It certainly destroys your appetite for asian cuisine or pasta! lol


----------



## BlindSnake (Sep 20, 2008)

Now they wan't us to do their dirty work for them and kill everything out in the field.


----------



## cmclean (Sep 20, 2008)

What a brilliant collection they have Shawn, wish i was there to have a look also. Flick me some pics, you have my email. Are you going to keep in contact with the Prof? I would certainly like to ask some questions regarding locale of certain species and types they may have in collection.
Cathy


----------



## eipper (Sep 20, 2008)

Hi all,

Is their trade in specimens for research....yes

While they give out locality info....without a genuine reason not usually (just wanting to find out where things are is not usually good enough).

As for reasoning of killing for scientific purposes...its a requirement many scientific purposes permits to donate the specimens to a museum for further research at a later date.

Cheers,
Scott


----------



## bigi (Sep 20, 2008)

its like being a kid in a lollie shop. Guess how many gecko;s in this jar and you will win a prize.


----------



## cement (Sep 20, 2008)

No offence, i'd rather see them running around the bush.


----------



## W.T.BUY (Sep 20, 2008)

I thought Japanese were bad with whales we better look in the mirror


----------



## Rocket (Sep 21, 2008)

Cathy, no probs, will do.

Thanks for clearing some of that up Scott. Oh, and bigi - It sure was


----------



## Gecko :) (Sep 21, 2008)

cement said:


> No offence, i'd rather see them running around the bush.


 
I agree!
Interesting pics,. but,.. Surely there is no need to kill that many of the same species,.!?
What a waste!,. :cry:


----------



## hornet (Sep 21, 2008)

W.T.BUY said:


> I thought Japanese were bad with whales we better look in the mirror



except ours is actually for scientific research.


----------



## hornet (Sep 21, 2008)

Gecko :) said:


> I agree!
> Interesting pics,. but,.. Surely there is no need to kill that many of the same species,.!?
> What a waste!,. :cry:



as said most are from different locales. They go to a place where the species hasn't been found before, doesn't matter if they already have 100 specimens if that species they will still take some(no idea on numbers normally taken from each locality) which can lead to new species being discovered as someone else mentioned.


----------



## BlindSnake (Sep 21, 2008)

hornet said:


> doesn't matter if they already have 100 specimens if that species they will still take some(no idea on numbers normally taken from each locality) which can lead to new species being discovered as someone else mentioned.


 
If it's found in a pit line or micro trap..i'ts toast, doesn't matter how many or how little of any species are found. the Museum wants them..


----------



## levis04 (Sep 21, 2008)

well done shawn, great pics to would have been a blast beside the fact they were in jars.


----------



## DrNick (Sep 21, 2008)

levis04 said:


> well done shawn, great pics to would have been a blast beside the fact they were in jars.



And you thought that YOU were the only person to keep their gex in JARS, hey levis04 :lol::lol:


----------



## Kirby (Sep 21, 2008)

how typical of 'research' ... kill everything, and then try and figure out were we went wrong... 

shame.


----------



## levis04 (Sep 21, 2008)

LOL Dr.Nick


----------

◆ SET EXERCISE 1: Print the passage of the museum specimen thread between "Now they wan't" and "have in collection.", inclusive.

◆ LISTED ENTRIES:
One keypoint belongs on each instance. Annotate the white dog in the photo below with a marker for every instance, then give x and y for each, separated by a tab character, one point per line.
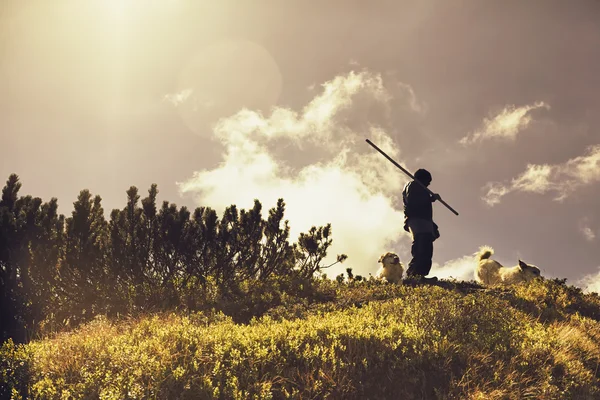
491	272
391	269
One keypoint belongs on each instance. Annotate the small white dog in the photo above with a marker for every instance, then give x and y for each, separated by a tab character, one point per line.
391	269
491	272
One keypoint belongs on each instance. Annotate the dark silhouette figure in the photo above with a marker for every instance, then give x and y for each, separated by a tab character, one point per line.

◆ SET EXERCISE 2: Turn every line of the records into a numbered list, skipping blank lines and omitting the pictures.

◆ FULL RESPONSE 1:
Now they wan't us to do their dirty work for them and kill everything out in the field.


----------



## cmclean (Sep 20, 2008)

What a brilliant collection they have Shawn, wish i was there to have a look also. Flick me some pics, you have my email. Are you going to keep in contact with the Prof? I would certainly like to ask some questions regarding locale of certain species and types they may have in collection.

◆ FULL RESPONSE 2:
1. One keypoint belongs on each instance. Annotate the white dog in the photo below with a marker for every instance, then give x and y for each, separated by a tab character, one point per line.
2. 491	272
3. 391	269
4. One keypoint belongs on each instance. Annotate the small white dog in the photo above with a marker for every instance, then give x and y for each, separated by a tab character, one point per line.
5. 391	269
6. 491	272
7. One keypoint belongs on each instance. Annotate the dark silhouette figure in the photo above with a marker for every instance, then give x and y for each, separated by a tab character, one point per line.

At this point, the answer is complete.